The problem
Update the records below so that every "screenshot" reads "image", and leave every other part of them unchanged.

Information supplied
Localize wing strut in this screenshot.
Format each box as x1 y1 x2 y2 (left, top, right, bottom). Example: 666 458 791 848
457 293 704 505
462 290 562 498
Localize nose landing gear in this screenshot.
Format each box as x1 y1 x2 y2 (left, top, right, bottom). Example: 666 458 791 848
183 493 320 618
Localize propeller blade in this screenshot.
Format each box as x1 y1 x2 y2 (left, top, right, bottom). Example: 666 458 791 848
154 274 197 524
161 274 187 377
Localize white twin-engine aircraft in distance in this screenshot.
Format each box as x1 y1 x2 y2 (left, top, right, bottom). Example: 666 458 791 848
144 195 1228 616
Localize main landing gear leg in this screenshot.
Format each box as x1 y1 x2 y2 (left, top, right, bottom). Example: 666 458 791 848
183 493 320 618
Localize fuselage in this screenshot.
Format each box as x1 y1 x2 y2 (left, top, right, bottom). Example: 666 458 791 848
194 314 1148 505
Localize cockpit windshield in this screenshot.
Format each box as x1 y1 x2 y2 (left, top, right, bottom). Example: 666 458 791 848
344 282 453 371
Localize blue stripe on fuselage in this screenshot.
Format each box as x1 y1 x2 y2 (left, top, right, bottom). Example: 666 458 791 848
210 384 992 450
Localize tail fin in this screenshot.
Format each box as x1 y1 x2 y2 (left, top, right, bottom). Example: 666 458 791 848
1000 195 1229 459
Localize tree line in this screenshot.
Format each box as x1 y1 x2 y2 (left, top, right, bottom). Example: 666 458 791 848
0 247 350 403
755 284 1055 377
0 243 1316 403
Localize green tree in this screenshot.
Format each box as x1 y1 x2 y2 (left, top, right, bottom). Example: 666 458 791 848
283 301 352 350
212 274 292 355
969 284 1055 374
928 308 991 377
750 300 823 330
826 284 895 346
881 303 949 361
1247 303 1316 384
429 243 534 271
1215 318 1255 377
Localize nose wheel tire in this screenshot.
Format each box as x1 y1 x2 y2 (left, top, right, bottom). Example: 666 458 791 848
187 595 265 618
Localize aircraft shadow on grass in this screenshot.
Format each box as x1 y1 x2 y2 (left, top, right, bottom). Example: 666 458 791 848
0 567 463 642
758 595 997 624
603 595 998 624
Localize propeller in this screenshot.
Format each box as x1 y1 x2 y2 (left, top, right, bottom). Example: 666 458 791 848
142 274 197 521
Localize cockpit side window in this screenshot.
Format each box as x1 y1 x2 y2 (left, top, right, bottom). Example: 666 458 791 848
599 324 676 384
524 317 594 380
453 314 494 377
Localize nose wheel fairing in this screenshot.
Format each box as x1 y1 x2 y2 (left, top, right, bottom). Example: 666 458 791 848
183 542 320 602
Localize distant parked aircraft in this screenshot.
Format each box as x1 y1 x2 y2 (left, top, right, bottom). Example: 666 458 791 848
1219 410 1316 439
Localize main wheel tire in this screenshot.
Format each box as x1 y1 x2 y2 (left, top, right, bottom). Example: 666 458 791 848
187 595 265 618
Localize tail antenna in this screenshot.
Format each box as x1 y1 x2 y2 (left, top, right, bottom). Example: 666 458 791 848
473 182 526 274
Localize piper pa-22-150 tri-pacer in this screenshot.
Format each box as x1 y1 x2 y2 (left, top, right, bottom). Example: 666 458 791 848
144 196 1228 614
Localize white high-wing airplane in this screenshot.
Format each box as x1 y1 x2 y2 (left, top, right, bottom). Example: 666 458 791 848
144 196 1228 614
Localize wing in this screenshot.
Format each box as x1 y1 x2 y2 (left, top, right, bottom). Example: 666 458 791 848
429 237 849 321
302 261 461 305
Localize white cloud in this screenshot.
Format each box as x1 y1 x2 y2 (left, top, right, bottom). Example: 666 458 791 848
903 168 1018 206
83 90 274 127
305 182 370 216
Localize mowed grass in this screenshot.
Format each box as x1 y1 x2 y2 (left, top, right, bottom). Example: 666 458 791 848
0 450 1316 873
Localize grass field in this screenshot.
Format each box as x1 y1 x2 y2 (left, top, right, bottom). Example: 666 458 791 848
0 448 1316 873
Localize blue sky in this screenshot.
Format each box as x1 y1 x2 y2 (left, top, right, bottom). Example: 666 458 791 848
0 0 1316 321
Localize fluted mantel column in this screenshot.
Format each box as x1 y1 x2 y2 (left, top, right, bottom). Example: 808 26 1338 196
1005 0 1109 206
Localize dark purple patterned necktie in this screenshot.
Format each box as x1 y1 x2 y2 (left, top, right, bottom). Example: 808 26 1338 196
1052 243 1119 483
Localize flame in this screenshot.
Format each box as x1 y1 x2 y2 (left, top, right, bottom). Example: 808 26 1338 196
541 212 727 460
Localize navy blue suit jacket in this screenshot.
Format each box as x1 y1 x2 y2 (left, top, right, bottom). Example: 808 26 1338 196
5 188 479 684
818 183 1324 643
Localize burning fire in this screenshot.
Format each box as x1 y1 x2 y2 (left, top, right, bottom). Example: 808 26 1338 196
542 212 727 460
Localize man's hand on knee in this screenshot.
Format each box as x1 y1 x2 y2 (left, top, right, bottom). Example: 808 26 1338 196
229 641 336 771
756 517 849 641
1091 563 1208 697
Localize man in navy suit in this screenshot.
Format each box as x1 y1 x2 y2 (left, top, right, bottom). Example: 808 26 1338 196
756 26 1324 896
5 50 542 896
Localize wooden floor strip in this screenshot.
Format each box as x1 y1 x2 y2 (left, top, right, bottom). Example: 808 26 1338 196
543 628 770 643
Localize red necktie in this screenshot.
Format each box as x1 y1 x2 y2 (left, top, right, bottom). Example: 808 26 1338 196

Solution for this task
Localize wing strut in this image.
Format each box as x1 y1 x2 y2 (left, top, right, bottom). Example: 666 458 791 848
457 293 704 505
462 290 562 498
Localize nose landing gear in this image.
Format each box as x1 y1 x2 y2 (left, top, right, bottom). Example: 666 458 791 848
183 493 320 618
Localize propeller blade in this image.
Format each box as x1 y1 x2 y2 (left, top, right, bottom). Example: 666 458 791 848
154 274 197 524
161 274 187 377
Localize white twin-engine aircraft in distance in this image.
Format each box as x1 y1 x2 y2 (left, top, right, bottom). Example: 666 458 791 848
144 195 1228 616
Localize main landing gear leg in this image.
Format each box as x1 y1 x2 y2 (left, top, right, bottom). Example: 666 458 791 848
183 493 320 618
Localize fuselage in this image.
Format each box as x1 y1 x2 y2 (left, top, right, bottom). Example: 666 458 791 848
194 314 1148 505
Localize cockpit windshield in this image.
Format each box as x1 y1 x2 y2 (left, top, right, bottom). Example: 666 458 791 848
344 282 453 371
Localize blue stripe on fuselage in this image.
Format each box as x1 y1 x2 y2 (left, top, right, bottom). Example: 666 458 791 848
210 384 992 450
Localize tail fin in this image.
Format each box as x1 y1 x2 y2 (left, top, right, bottom). Example: 666 458 791 848
1000 195 1229 459
Localize tree line in this image.
Format each box as x1 y1 x2 y2 (left, top, right, bottom). Example: 666 458 791 848
0 247 350 403
755 284 1055 377
0 243 1316 403
Localize green tree in this image.
Format each box as x1 y1 x2 y2 (left, top, right, bottom). Example: 666 458 791 848
283 301 352 350
212 274 292 355
969 284 1055 374
928 308 991 377
750 300 823 330
826 284 895 346
881 303 949 361
1247 303 1316 384
429 243 534 271
1215 318 1255 377
Localize nose wheel tire in this image.
Format each box as x1 y1 x2 y2 (left, top, right, bottom). Example: 666 458 791 848
187 595 265 618
Localize aircraft shadow on grass in this image.
Format each box as x1 y1 x2 y2 (left, top, right, bottom). Example: 666 458 791 848
0 567 463 642
758 595 997 624
603 595 998 624
Localize propeller in this image.
Format each box as x1 y1 x2 y2 (left, top, right, bottom). Example: 666 458 791 848
142 274 197 521
Localize cockpit side window in this image.
Format each box as x1 y1 x2 y2 (left, top, right, bottom). Example: 666 458 791 848
599 324 676 384
524 317 594 380
453 314 494 377
Localize nose wheel fairing in this image.
Format each box as x1 y1 x2 y2 (left, top, right, bottom). Example: 666 458 791 848
183 542 320 602
Localize distant parked aircraft in this image.
Format each box as x1 y1 x2 y2 (left, top, right, bottom). Example: 666 458 791 848
1219 410 1316 439
Localize main wheel tire in this image.
Format each box as x1 y1 x2 y2 (left, top, right, bottom). Example: 666 458 791 848
187 595 265 618
Localize tail antenna in this image.
Format each box as x1 y1 x2 y2 (left, top, right, bottom). Example: 666 458 791 848
473 182 526 274
Localize piper pa-22-150 tri-pacer in this image.
Format each box as x1 y1 x2 y2 (left, top, right, bottom). Example: 666 458 791 848
144 196 1228 614
Localize white high-wing airplane in this image.
Format each box as x1 y1 x2 y2 (left, top, right, bottom). Example: 666 458 791 848
144 196 1228 614
Localize wing in this image.
Format each box as x1 y1 x2 y2 (left, top, right, bottom). Example: 666 458 791 848
429 237 849 321
302 261 461 305
Localize white cloud in this image.
Format each box as x1 y1 x2 y2 (left, top, right, bottom). Example: 666 458 791 848
903 168 1018 206
83 90 274 127
305 182 370 216
Localize mowed grass in this image.
Format each box as x1 y1 x2 y2 (left, top, right, bottom). Example: 666 458 791 848
0 450 1316 873
Localize grass field in this image.
Format each box as x1 y1 x2 y2 (left, top, right, bottom). Example: 666 458 791 848
0 448 1316 873
Localize blue sky in this image.
Format each box as x1 y1 x2 y2 (left, top, right, bottom). Example: 666 458 791 848
0 0 1316 321
Localize fluted mantel column in this image.
Format each box as x1 y1 x2 y2 (left, top, right, bottom). Example: 808 26 1338 196
1005 0 1109 206
Localize dark purple patterned necktie in this image.
Format each box as x1 y1 x2 y2 (left, top, right, bottom). Example: 808 26 1338 196
1052 243 1119 483
Localize flame in this image.
Format each box as x1 y1 x2 y2 (left, top, right, bottom). Example: 808 26 1338 196
541 212 727 460
Localize navy blue suit jacket in this image.
Format each box as x1 y1 x2 y2 (left, top, right, bottom). Example: 808 26 1338 196
5 188 479 684
818 183 1324 643
Localize burning fire in this image.
Format each box as x1 y1 x2 y2 (left, top, right, bottom). Example: 808 26 1338 196
542 212 727 460
Localize man's hand on knee in this image.
Format each box as x1 y1 x2 y2 (left, top, right, bottom). Example: 808 26 1338 196
229 641 336 771
756 517 849 641
1091 563 1208 697
Localize man in navy suit in this image.
Format each box as x1 y1 x2 y2 (left, top, right, bottom). Example: 808 26 1338 196
756 26 1324 896
5 50 542 896
Localize wooden floor strip in this image.
Format each box as x1 y1 x2 y2 (left, top, right, bottom). Example: 808 26 1338 196
543 628 770 643
Localize red necktie in this image.
Format each box as x1 y1 x2 y2 (left, top, right, bottom). Example: 808 26 1338 196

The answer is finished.